* **Set exercise 1**:
Copy the microwave article's text verbatim, everything from "It's hard to" down to "efficient as usual.".
* **Set exercise 2**:
Write what comes next in the article about using a microwave with a broken glass plate, picking up from where it stops.

It's hard to imagine a life in the kitchen without a microwave. This appliance is highly convenient, economical, and efficient – when it works. However, if you're wondering if you can use a microwave if the glass plate is broken, it's unlikely that your appliance isn't as efficient as usual.
While knowing how to clean a microwave correctly is one way to ensure it continues to work well, the glass plate is essential to its effectiveness. So, what happens if you spot a breakage? Here, experts share their kitchen ideas – and what a broken plate means for your microwave.
Can you use a microwave if the glass plate is broken?
'You can still use your microwave without the glass plate; however, it is worth noting that it won’t work quite as effectively as before,' says Mark Greig, head of supplier management at Marks Electrical. This is because the food item in your microwave heats up more evenly as it is rotated on the plate. So, if the plate is not working correctly, it will take longer, and the result may not be as good as usual.
'Depending on the type of food being cooked, the risk of not having a plate is that your food could be undercooked,' Mark explains. 'It may not heat all the way through properly, or conversely, overcooked in some places where the cooking has been concentrated.'
However, having a broken plate does not need to be a big problem. As Mark suggests, you can still use your microwave before rushing to replace it. It is just wise to replace it after some time – to avoid overcooked food.
What can you use instead of a microwave plate?

* **Supplied material**:
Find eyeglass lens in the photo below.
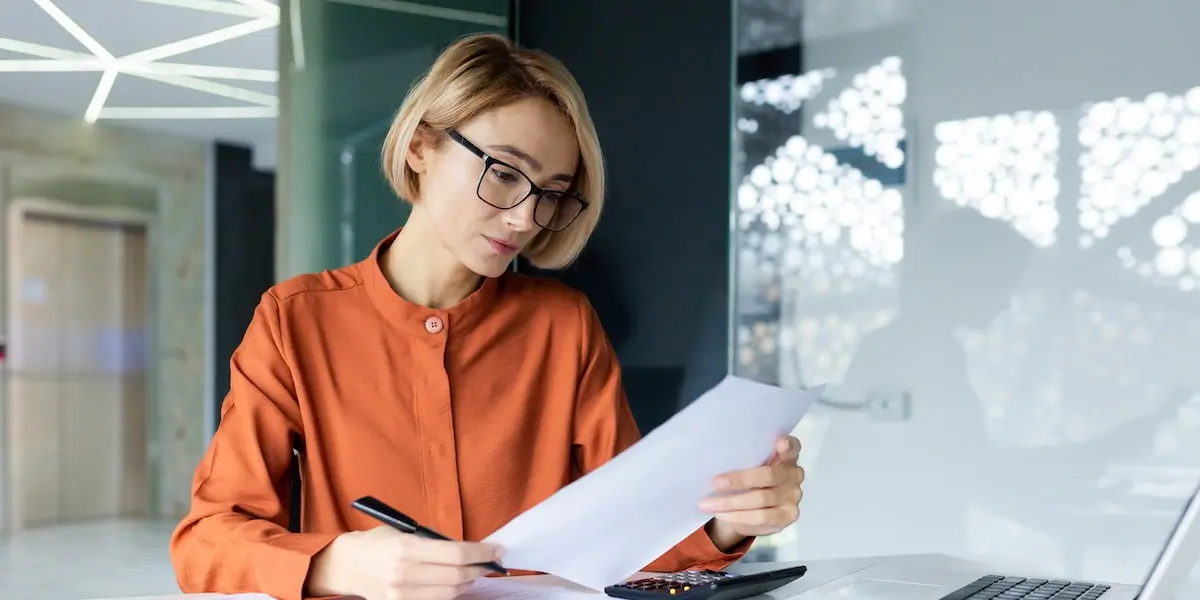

* **Result 1**:
It's hard to imagine a life in the kitchen without a microwave. This appliance is highly convenient, economical, and efficient – when it works. However, if you're wondering if you can use a microwave if the glass plate is broken, it's unlikely that your appliance isn't as efficient as usual.

* **Result 2**:
It is always advised to reinvest in a new glass plate [you can pick one up here on Amazon, but remember to pick up the right size for your appliance].
'If replacing the glass plate is not an option, then the alternative is heating up your food for shorter periods of time – for example, 30-second periods – and physically rotating the bowl with the food inside yourself, until it’s cooked through properly,' Mark suggests.
Why did my microwave glass tray break?
'Accidents happen all the time in the kitchen, and considering how often we use our microwaves at home, it’s not unheard of when the glass plate chips or eventually breaks,' the expert says. So, while it may seem unlikely that your tray can break, it is certainly possible.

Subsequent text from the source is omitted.